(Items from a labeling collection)

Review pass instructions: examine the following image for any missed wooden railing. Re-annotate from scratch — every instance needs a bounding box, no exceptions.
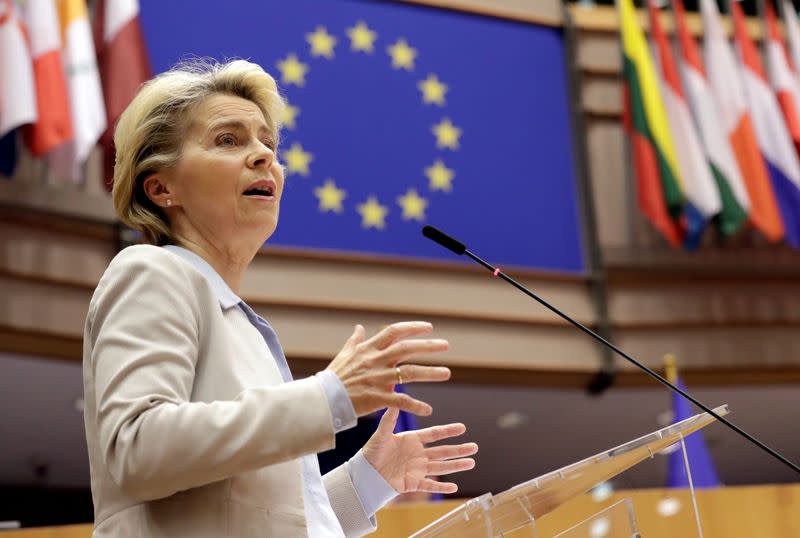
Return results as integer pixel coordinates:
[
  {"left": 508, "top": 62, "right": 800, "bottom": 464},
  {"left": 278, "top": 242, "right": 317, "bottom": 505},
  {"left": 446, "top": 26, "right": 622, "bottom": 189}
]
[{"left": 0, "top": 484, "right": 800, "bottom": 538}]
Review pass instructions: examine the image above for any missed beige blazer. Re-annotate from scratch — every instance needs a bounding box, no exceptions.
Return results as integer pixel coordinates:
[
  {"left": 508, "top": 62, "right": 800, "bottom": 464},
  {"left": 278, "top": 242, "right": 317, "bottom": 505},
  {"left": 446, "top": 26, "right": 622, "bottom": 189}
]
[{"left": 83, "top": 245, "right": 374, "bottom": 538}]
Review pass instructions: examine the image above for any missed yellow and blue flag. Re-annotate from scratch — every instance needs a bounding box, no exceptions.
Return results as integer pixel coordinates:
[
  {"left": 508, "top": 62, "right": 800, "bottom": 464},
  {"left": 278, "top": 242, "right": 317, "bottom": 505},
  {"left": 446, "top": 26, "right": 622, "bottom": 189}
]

■ Given instruction ■
Rewrite the listing with "Review pass instructions" changed to "Second-check instructions" in every record, keeping everything else the same. Omit the pictures.

■ Solution to this task ■
Second-check instructions: examine the following image for any missed wooden railing. Re-annotate from scratch — every instance needs a bounding box, no exceptions.
Return results as integer pixel coordinates:
[
  {"left": 508, "top": 62, "right": 800, "bottom": 464},
  {"left": 278, "top": 242, "right": 317, "bottom": 505},
  {"left": 446, "top": 26, "right": 622, "bottom": 189}
]
[{"left": 0, "top": 484, "right": 800, "bottom": 538}]
Second-check instructions: examine the image above for any missed beige blazer. Re-annotate from scratch — every instance needs a bounding box, no exceptions.
Return results as integer pixel coordinates:
[
  {"left": 508, "top": 62, "right": 800, "bottom": 464},
  {"left": 278, "top": 242, "right": 317, "bottom": 505},
  {"left": 446, "top": 26, "right": 622, "bottom": 189}
]
[{"left": 83, "top": 245, "right": 374, "bottom": 538}]
Second-check instructions: examine the image above for any missed yellow and blue flag. Re-annotate from scratch — every instance needs a bounding box, no exceptions.
Return results as integer pixel coordinates:
[
  {"left": 508, "top": 62, "right": 800, "bottom": 464},
  {"left": 278, "top": 242, "right": 317, "bottom": 505},
  {"left": 446, "top": 26, "right": 622, "bottom": 189}
]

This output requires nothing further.